- **Task item**: Give every line of the data again, exactly as it is written.

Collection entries
[Start of Attachment]

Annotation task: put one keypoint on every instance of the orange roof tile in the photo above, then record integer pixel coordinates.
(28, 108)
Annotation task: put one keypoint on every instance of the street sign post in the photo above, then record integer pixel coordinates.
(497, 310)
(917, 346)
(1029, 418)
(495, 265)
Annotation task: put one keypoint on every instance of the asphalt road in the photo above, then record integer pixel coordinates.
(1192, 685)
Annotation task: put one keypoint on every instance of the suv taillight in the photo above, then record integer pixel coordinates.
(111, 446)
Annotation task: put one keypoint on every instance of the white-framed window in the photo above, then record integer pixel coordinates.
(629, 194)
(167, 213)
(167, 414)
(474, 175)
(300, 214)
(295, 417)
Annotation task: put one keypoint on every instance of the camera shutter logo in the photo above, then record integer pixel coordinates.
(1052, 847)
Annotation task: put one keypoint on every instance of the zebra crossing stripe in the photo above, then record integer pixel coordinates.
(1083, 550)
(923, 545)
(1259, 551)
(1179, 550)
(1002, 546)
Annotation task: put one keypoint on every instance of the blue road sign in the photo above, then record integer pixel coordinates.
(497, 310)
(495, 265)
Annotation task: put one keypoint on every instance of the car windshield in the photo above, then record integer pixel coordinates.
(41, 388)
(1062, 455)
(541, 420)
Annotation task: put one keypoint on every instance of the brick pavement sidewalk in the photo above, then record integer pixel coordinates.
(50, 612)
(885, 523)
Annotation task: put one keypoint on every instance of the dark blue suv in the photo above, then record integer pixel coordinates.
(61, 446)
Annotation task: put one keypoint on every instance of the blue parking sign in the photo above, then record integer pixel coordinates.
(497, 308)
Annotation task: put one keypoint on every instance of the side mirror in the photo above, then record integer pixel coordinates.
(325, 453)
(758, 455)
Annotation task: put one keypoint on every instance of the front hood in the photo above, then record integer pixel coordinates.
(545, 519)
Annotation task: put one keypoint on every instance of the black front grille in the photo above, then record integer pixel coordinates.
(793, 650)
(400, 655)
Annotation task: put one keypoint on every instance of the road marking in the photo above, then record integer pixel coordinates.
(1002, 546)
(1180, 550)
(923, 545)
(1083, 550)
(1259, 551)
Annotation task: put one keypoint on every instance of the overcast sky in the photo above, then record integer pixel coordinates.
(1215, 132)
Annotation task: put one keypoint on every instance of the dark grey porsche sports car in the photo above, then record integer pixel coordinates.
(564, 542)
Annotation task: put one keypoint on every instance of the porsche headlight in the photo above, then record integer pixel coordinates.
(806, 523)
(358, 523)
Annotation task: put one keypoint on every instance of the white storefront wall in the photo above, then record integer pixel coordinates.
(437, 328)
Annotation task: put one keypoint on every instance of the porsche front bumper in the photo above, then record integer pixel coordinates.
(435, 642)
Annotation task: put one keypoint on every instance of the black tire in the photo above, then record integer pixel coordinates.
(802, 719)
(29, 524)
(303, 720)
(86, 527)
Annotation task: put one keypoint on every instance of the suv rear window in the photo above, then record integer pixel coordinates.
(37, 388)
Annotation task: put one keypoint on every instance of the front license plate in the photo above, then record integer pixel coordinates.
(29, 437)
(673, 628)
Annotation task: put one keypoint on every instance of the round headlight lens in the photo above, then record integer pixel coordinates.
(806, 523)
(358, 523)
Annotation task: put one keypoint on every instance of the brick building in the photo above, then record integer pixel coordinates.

[End of Attachment]

- **Final answer**:
Annotation task: put one keypoint on every instance of the orange roof tile in the photo above, then record integer pixel coordinates.
(28, 108)
Annotation task: put one keypoint on every instance of the street sign post in the photo above, then record integer pixel coordinates.
(497, 310)
(917, 346)
(1029, 418)
(495, 265)
Annotation task: put one keypoint on every instance of the asphalt road in the photo above, then record integer pixel coordinates.
(1192, 685)
Annotation task: put one keypoint on every instance of the suv taillight in the photo above, then record integer pixel coordinates.
(111, 446)
Annotation task: put one keypoint on every instance of the white-framed window in the photo above, then record integer pixel coordinates.
(629, 194)
(167, 213)
(167, 414)
(474, 175)
(300, 214)
(295, 417)
Annotation task: put one keypoint on every instance of the camera shutter logo in the photo above, then record integer pixel coordinates.
(1052, 847)
Annotation task: put one keypoint on every instance of the zebra crossing stripe in the photo above, then record integer pixel coordinates.
(1083, 550)
(923, 545)
(1259, 551)
(1179, 550)
(1002, 546)
Annotation task: put one keypoint on every instance of the blue road sign in the photo above, then record integer pixel coordinates.
(497, 310)
(495, 265)
Annotation task: put one keypoint on every instance of the car windshield in the photo above, then record integer pixel coordinates.
(41, 388)
(1062, 455)
(541, 420)
Annotation task: put one keypoint on every instance of the brick pavement sidewalk in the photo above, then record integer pixel coordinates.
(50, 612)
(885, 523)
Annotation task: put one keypoint on every instance of the dark blue suv in the photo above, then record integer pixel coordinates.
(61, 446)
Annotation task: put one keypoint on every instance of the blue parking sign in the photo above, then record integer pixel coordinates.
(497, 308)
Annotation task: put one keypoint on every instance of the side mirror in the photo above, then record integer pixel coordinates.
(325, 453)
(758, 455)
Annotation task: put one keypoint on every instance of the front hood in the photo above, then record integer pixel coordinates.
(545, 519)
Annotation task: put one keypoint on every instance of the black front grille in the photo above, then record integer pixel coordinates.
(793, 650)
(400, 655)
Annotation task: put one keypoint on every instance of the road marking in the photo above, then record integer pixel coordinates.
(1002, 546)
(1180, 550)
(923, 545)
(1083, 550)
(1259, 551)
Annotation task: put one keypoint on every instance of the overcast sky in the photo above, then record integer pixel coordinates.
(1215, 132)
Annotation task: put one keypoint on every instance of the dark grey porsche sports car in the photo above, then record integer pixel coordinates.
(564, 542)
Annotation task: put one keypoint on every instance of the porsche headlight in the photo above, then record integer pixel coordinates.
(806, 523)
(358, 523)
Annotation task: put one keypoint on every instance of the white storefront wall in the photo above, then record integer pixel coordinates.
(437, 328)
Annotation task: put one keypoint on every instance of the porsche front bumper in the photo above, then record integer pixel coordinates.
(435, 642)
Annotation task: put one keypoint on every instance of the black tire in the photo above, then record integer pixel coordinates.
(802, 719)
(29, 524)
(303, 720)
(86, 527)
Annotation task: put one keypoint on every instance of the suv rear window in the photo above, then record integer pixel coordinates.
(37, 388)
Annotation task: put one keypoint on every instance of the front license plate in the photo above, then record integer pixel coordinates.
(29, 437)
(673, 628)
Annotation task: put one keypoint on every instance of the round headlight lens in the photo above, then record integer pixel coordinates.
(806, 523)
(358, 523)
Annotation task: put one keypoint on every instance of the brick building in the photo above, then record integer pixel coordinates.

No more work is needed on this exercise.